[Selected excerpt]

The 2018 midterms that sent Garrett to Raleigh were driven and defined by women—women who voted in droves in essence against Trump. More women than ever before in essence ran against Trump. Women, from New Jersey’s Mikie Sherrill to the rest of the roster, won more than 60 percent of the seats Democrats flipped to take back control of the House of Representatives. This filtered down the ballot. A personal snapshot: Where I live, in the suburbs north of Charlotte, going into 2018 I was represented in the state legislature and on the county commission by three Republican men. Coming out of 2018? Three Democratic women.
It’s good to be reminded, though, that midterm elections are not presidential elections. The turnout is just not the same. So, broadly indicative of political shifts? Sure. Foolproof predictive? No.
“Honestly,” Turan, the pro-Trump cancer center financial counselor, asked me earnestly, “what’s the purpose of voting midterm?”

[Supplied information]
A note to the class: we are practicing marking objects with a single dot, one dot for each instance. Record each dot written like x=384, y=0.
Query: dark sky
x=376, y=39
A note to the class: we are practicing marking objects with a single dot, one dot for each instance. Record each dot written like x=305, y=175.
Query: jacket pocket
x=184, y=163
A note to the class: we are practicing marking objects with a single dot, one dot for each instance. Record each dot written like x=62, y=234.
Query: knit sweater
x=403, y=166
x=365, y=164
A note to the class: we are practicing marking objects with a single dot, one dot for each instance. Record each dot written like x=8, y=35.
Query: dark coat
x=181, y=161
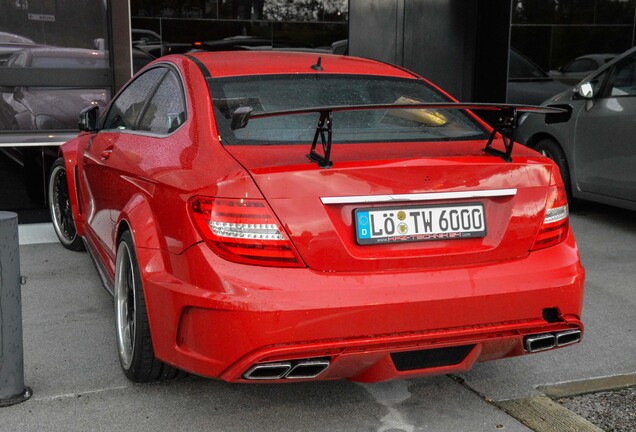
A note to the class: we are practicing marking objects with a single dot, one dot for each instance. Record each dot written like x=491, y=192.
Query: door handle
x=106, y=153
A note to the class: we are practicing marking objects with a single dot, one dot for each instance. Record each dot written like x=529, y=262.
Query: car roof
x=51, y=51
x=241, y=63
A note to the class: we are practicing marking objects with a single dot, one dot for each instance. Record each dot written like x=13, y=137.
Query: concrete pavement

[Complete the following]
1. Why, according to the passage on the 2018 midterms, are midterm results not a foolproof predictor? Answer in one to three sentences.
2. In the passage on the 2018 midterms, what share of the seats Democrats flipped to retake the House did women win?
3. Write what comes next in the passage on the 2018 midterms, starting after Turan's question about the purpose of voting in a midterm.
The items have no part in this and can be set aside.

[Exercise responses]
1. Midterm elections are not presidential elections, and their turnout is not the same. So they broadly indicate political shifts but cannot reliably predict outcomes.

2. More than 60 percent.

3.
It’s good to be reminded, too, of what matters, and more materially what doesn’t, to actual undecided voters. Impact Social, a company that has offices in London and Washington, for months has been tracking the social media chatter of 40,000 “floating” Trump-Biden swing voters, and last week’s report—the first after Ginsburg’s death—indicated the topic of the Supreme Court is for the most part a nonstarter for people who aren’t firmly in either camp. The takeaway: “… while this may be a big issue for more tribal citizens it is proving a damp squib among our group.”
Here at Bugle Boy Farm, among the women with the “MAGA” brooches and the bedazzled caps and cowboy hats, I heard about the court because I asked about the court. And what I heard was not gender-based or even about views on abortion. What I heard was proof they’re internalizing Trump’s inveterate talk of how this election (if he loses) will be “rigged” and “a whole big scam.”
“It’s a good thing for Trump,” said Karen Mitchell from nearby Rockingham County, “because I think the Supreme Court—it’s going to be trying to figure out the voter fraud that’s coming up. You know, for them to just mail out every single person a ballot, you’re going to have voter fraud. It’s going to happen. There are stacks of ballots being marked right now, and they’re going to be put in a drawer and a cabinet and a trunk of a car, and they’re going to be popping out somewhere …”
And Lara Trump, who characterized Biden as “the true Trojan horse for the far left radical socialists who are running the Democrat party,” her father-in-law as a God-sent savior who “was chosen for this time” and the women on hand as “our frontline soldiers” in this election, in the context of the court stressed this, too.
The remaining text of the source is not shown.